**What is needed**: Return every line of the items below that contains the string "cloud". Matching is case-sensitive.

(Coordinate annotation records)
□ □ □

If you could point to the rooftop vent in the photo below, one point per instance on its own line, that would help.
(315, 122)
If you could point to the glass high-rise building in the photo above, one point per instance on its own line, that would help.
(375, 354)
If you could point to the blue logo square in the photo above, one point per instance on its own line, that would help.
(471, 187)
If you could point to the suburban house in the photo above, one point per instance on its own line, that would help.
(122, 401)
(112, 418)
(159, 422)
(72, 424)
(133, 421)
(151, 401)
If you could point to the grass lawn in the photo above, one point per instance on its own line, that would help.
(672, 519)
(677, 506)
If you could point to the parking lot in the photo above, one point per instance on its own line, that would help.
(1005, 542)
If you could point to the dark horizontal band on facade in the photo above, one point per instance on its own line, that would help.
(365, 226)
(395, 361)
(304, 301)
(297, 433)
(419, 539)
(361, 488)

□ □ □

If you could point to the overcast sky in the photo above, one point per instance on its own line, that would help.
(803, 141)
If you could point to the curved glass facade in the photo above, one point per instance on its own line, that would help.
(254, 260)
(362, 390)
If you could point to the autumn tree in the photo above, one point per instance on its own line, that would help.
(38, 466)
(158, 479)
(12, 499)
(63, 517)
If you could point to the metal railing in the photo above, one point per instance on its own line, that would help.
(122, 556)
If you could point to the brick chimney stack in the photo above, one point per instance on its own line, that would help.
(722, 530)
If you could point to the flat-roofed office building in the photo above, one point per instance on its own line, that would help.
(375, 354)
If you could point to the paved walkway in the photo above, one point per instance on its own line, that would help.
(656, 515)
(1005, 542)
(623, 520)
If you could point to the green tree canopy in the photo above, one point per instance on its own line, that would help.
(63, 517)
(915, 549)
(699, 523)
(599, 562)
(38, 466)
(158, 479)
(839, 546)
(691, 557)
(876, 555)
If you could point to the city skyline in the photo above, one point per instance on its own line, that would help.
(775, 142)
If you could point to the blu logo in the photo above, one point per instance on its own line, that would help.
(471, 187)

□ □ □

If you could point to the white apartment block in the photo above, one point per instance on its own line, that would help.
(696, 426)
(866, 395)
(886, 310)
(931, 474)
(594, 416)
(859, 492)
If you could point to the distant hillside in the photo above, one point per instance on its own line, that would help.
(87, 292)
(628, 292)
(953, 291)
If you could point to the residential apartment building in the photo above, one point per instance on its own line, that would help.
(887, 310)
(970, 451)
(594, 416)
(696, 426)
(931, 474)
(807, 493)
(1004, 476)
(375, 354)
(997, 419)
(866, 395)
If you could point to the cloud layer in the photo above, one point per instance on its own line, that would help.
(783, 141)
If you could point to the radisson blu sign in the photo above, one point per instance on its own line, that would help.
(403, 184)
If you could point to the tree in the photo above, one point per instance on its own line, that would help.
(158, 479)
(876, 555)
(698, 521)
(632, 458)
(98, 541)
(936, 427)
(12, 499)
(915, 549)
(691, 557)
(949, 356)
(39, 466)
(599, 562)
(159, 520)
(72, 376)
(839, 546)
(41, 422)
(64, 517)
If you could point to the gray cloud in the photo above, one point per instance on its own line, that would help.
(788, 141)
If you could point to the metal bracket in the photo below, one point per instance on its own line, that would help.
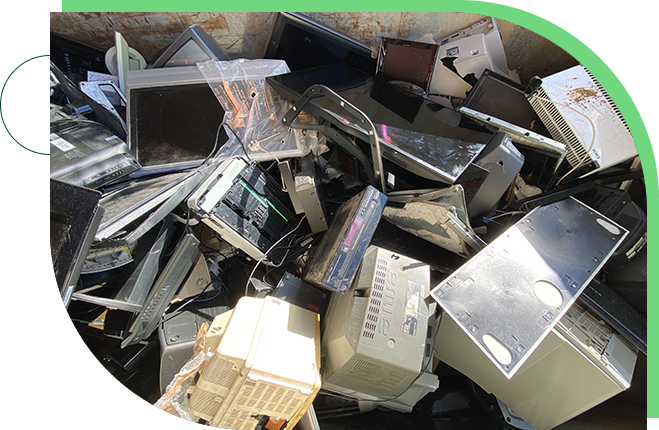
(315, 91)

□ □ □

**Result for this exercise**:
If you could point to the cloud layer in the photo above, one point per instance on its own line, that would help.
If you could point to the gray cloud in the photo above, one point per instance on its own line, that would help.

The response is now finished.